» **Excerpt to read**:
================================

A company called Superior Formatting Publishing offers a $.99 version of the now-public-domain War and Peace through Barnes and Noble’s Nook store — the lowest price version to be found there. When a blogger named Philip of the Ocracoke Island Journal read his copy, he noticed something quite odd:

“As I was reading, I came across this sentence: ‘It was as if a light had been Nookd in a carved and painted lantern….’ Thinking this was simply a glitch in the software, I ignored the intrusive word and continued reading. Some pages later I encountered the rogue word again. With my third encounter I decided to retrieve my hard cover book and find the original (well, the translated) text.

For the sentence above I discovered this genuine translation: ‘It was as if a light had been kindled in a carved and painted lantern….’ “

The Nook version of War and Peace had changed every instance of “kindle” or “kindled” into “Nook” and “Nookd,” not just on Philip’s copy, but on ours too.

The Superior Formatting Publishing version isn’t a Barnes and Noble book, so this isn’t the work of a rogue Nook marketer from B&N.  Rather, it’s likely that Superior Formatting Publishing ported its Kindle version of War and Peace over to the Nook — doing a search and replace to make sure that any Kindle references they’d inserted, such as in the advertising at the end of the book about their fine Kindle products, were simply changed to Nook.

It's always dangerous to enforce an editorial guideline by means of a global search-and-replace, whether that guideline leads you to replace queen with Queen Elizabeth, gay with homosexual, or Cronkite with Mr. Cronkite. (And please don't try to convert 50 Cent into foreign currency.) I have a feeling we're going to be seeing a lot more of these howlers, as e-publishers look to make a quick buck off of repackaging public-domain literary classics but don't bother with the niceties of copy-editing before making texts available electronically.

[Or as Theo Vosse puts it in the comments below, "Don't touch the clbuttics."]

(H/t, Greg Howard.)



23 Comments

  1. Hein Donix said,

    June 2, 2012 @ 2:35 am

    Just about a month ago, there was a similar case in Germany; the Berliner Morgenpost (Berlin Morning Post) and the WELT (lit.: world) shared quite a lot of their online edition's articles. However, these articles weren't completely identical, but the string "Welt" was replaced by "Morgenpost Online" in the Morning post versions leading to "Morgenpost Onlinerekorden" (Morning post online records) and "Morgenpost Onlineweiter Produktion" (Morning post online wide production).

================================

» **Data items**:
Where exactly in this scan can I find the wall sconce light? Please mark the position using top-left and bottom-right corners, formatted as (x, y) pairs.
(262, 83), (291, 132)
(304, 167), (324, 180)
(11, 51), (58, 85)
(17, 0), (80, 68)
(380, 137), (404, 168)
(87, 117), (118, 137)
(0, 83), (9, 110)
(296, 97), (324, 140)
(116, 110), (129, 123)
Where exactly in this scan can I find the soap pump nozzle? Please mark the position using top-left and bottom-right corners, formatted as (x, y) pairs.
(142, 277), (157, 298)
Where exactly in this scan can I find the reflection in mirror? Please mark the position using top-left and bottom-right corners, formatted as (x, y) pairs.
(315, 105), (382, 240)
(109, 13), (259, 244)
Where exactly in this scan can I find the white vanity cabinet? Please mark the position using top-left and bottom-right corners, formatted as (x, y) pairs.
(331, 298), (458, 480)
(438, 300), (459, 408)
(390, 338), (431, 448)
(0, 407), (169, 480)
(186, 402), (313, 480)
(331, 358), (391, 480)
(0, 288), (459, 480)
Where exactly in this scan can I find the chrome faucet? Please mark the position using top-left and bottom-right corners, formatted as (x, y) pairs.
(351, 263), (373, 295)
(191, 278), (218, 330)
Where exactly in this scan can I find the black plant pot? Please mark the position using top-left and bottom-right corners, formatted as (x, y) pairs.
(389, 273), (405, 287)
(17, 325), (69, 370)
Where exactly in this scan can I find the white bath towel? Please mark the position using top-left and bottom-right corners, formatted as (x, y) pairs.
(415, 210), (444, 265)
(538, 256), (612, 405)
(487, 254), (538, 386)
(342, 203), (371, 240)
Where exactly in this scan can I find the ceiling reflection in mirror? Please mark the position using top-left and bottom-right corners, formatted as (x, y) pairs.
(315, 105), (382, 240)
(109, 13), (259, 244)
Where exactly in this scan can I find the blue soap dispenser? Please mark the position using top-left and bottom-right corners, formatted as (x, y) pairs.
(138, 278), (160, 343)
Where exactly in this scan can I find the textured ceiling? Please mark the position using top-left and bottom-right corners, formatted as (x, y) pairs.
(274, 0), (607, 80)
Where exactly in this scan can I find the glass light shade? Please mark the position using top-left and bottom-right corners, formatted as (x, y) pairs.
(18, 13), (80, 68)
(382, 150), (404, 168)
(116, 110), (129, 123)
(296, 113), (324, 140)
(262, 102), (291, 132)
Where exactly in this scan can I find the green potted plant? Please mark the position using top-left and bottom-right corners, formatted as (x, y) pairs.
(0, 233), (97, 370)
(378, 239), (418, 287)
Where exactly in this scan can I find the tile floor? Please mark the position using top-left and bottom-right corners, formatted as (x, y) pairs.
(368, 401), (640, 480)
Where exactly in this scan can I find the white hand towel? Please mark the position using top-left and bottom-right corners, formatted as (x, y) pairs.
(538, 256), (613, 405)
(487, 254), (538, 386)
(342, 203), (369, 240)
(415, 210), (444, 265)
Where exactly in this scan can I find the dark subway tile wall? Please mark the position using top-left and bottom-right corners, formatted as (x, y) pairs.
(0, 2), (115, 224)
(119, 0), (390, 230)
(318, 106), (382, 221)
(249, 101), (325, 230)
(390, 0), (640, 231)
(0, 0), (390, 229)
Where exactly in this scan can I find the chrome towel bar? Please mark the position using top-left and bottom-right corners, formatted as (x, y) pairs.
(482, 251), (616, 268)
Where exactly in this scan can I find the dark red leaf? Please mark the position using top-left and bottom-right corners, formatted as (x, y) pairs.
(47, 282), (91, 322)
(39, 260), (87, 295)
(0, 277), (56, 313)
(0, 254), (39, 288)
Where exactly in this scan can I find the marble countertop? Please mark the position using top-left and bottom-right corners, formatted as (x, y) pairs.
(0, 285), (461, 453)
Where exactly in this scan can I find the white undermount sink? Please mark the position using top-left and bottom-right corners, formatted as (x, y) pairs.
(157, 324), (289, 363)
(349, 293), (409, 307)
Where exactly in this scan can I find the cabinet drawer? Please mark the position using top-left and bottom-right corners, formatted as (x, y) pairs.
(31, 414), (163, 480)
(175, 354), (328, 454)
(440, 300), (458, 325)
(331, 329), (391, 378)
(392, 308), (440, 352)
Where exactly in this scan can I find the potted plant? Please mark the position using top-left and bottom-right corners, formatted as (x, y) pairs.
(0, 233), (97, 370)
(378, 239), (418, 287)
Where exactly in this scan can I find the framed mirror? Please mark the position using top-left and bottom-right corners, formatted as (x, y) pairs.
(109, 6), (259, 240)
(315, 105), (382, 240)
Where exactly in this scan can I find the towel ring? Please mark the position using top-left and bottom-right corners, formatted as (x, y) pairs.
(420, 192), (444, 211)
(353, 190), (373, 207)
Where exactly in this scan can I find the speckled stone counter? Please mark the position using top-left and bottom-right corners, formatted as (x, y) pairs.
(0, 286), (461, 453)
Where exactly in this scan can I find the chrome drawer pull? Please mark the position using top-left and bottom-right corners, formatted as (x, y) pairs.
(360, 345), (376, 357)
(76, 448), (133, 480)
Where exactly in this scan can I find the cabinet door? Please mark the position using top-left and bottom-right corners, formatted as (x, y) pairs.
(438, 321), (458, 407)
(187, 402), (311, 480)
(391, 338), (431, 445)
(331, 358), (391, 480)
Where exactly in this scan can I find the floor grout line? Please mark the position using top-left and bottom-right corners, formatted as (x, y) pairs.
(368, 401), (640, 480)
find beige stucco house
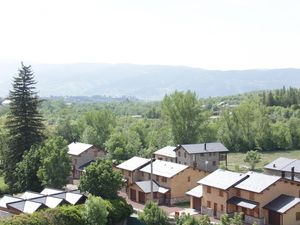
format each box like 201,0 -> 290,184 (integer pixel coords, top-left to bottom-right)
174,142 -> 229,172
68,142 -> 105,179
187,170 -> 300,225
117,157 -> 207,204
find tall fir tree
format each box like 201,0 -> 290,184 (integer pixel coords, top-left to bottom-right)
3,63 -> 44,191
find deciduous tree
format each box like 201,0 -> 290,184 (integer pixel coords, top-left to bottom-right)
79,159 -> 123,199
37,137 -> 71,188
3,63 -> 44,190
162,91 -> 203,144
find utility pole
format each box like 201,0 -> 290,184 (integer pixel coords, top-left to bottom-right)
150,155 -> 153,202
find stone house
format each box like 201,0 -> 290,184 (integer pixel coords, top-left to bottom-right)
264,157 -> 300,182
68,142 -> 106,179
154,146 -> 176,162
174,142 -> 229,172
187,170 -> 300,225
117,157 -> 206,204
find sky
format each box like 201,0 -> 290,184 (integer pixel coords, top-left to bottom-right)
0,0 -> 300,70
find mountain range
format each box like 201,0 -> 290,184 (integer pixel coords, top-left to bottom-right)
0,62 -> 300,100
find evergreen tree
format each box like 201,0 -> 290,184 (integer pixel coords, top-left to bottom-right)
3,63 -> 44,191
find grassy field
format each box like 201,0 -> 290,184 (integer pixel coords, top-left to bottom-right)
228,150 -> 300,171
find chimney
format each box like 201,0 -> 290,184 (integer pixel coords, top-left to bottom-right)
291,166 -> 295,181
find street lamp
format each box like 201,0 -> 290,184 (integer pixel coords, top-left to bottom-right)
205,160 -> 208,172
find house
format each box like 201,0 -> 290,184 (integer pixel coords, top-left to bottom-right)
197,169 -> 247,218
175,142 -> 229,172
264,157 -> 300,182
0,188 -> 86,217
264,195 -> 300,225
116,157 -> 206,204
154,146 -> 176,162
68,142 -> 105,179
186,170 -> 300,225
116,156 -> 151,187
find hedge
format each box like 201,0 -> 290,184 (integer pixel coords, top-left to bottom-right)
0,198 -> 133,225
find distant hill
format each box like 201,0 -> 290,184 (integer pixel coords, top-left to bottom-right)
0,63 -> 300,100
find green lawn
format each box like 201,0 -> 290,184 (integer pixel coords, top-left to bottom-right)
228,150 -> 300,171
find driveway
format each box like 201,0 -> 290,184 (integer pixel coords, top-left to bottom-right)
119,192 -> 184,215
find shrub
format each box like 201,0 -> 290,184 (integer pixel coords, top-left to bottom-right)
0,197 -> 133,225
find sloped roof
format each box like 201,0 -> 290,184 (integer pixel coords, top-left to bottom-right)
68,142 -> 93,155
51,192 -> 85,205
176,142 -> 229,154
235,171 -> 280,193
263,195 -> 300,214
185,185 -> 203,198
20,191 -> 44,199
78,160 -> 96,171
154,146 -> 176,158
135,180 -> 170,194
30,196 -> 64,208
0,195 -> 22,208
265,157 -> 300,173
117,156 -> 150,171
7,200 -> 43,213
227,196 -> 258,209
41,188 -> 64,195
140,160 -> 188,178
198,169 -> 248,190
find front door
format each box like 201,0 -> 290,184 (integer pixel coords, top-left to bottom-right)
130,188 -> 136,202
193,197 -> 201,211
214,203 -> 218,217
269,211 -> 283,225
139,191 -> 146,204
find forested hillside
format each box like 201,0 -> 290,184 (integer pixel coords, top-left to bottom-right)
0,62 -> 300,100
0,88 -> 300,163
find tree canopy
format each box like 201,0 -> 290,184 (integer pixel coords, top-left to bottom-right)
79,159 -> 123,199
3,63 -> 45,190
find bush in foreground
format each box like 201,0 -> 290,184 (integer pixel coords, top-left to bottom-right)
0,197 -> 133,225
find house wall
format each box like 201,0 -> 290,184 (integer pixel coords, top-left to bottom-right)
170,167 -> 207,204
155,154 -> 176,163
282,204 -> 300,225
70,146 -> 105,179
234,179 -> 300,224
117,168 -> 140,186
176,147 -> 220,171
202,185 -> 236,218
265,169 -> 300,180
138,167 -> 207,204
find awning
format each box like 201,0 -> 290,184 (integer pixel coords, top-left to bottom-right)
227,197 -> 258,209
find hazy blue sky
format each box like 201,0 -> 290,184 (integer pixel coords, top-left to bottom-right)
0,0 -> 300,69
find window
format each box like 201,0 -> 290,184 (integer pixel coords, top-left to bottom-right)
206,186 -> 211,193
207,201 -> 211,208
219,190 -> 224,197
296,212 -> 300,221
94,149 -> 98,157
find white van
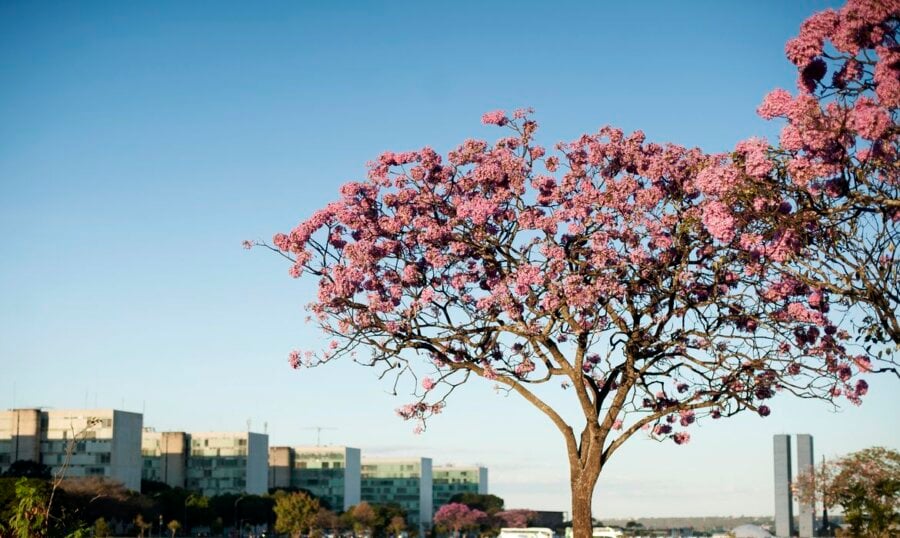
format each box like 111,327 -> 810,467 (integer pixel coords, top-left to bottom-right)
566,527 -> 625,538
497,527 -> 553,538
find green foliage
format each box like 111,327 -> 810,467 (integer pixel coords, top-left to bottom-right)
274,492 -> 319,537
0,460 -> 50,480
9,478 -> 50,538
94,517 -> 110,538
796,447 -> 900,538
372,503 -> 406,536
448,493 -> 503,515
134,514 -> 153,538
346,501 -> 378,534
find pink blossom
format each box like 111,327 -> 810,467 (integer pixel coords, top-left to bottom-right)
734,138 -> 773,178
481,110 -> 509,127
515,359 -> 535,377
853,355 -> 872,372
703,200 -> 735,243
288,350 -> 303,370
756,88 -> 794,120
850,97 -> 892,140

================================

» **Directives**:
1) According to the Nook excerpt, what probably caused the word "kindled" to become "Nookd" in the Superior Formatting Publishing edition of War and Peace? Answer in one to three sentences.
2) The Nook excerpt gives example editorial guidelines that would be dangerous to enforce with a global search-and-replace. List every such replacement, with the original word and its substitute.
3) Return the passage of the Nook excerpt between "It's always dangerous" and "texts available electronically.", inclusive.

» **The answers**:
1) Superior Formatting Publishing likely ported its Kindle version of War and Peace to the Nook. It then ran a search and replace so that the Kindle references it had inserted, such as the advertising at the end of the book for its Kindle products, would read "Nook." That global replacement also changed "kindle" and "kindled" in the novel's text.

2)
- "queen" replaced with "Queen Elizabeth"
- "gay" replaced with "homosexual"
- "Cronkite" replaced with "Mr. Cronkite"

3)
It's always dangerous to enforce an editorial guideline by means of a global search-and-replace, whether that guideline leads you to replace queen with Queen Elizabeth, gay with homosexual, or Cronkite with Mr. Cronkite. (And please don't try to convert 50 Cent into foreign currency.) I have a feeling we're going to be seeing a lot more of these howlers, as e-publishers look to make a quick buck off of repackaging public-domain literary classics but don't bother with the niceties of copy-editing before making texts available electronically.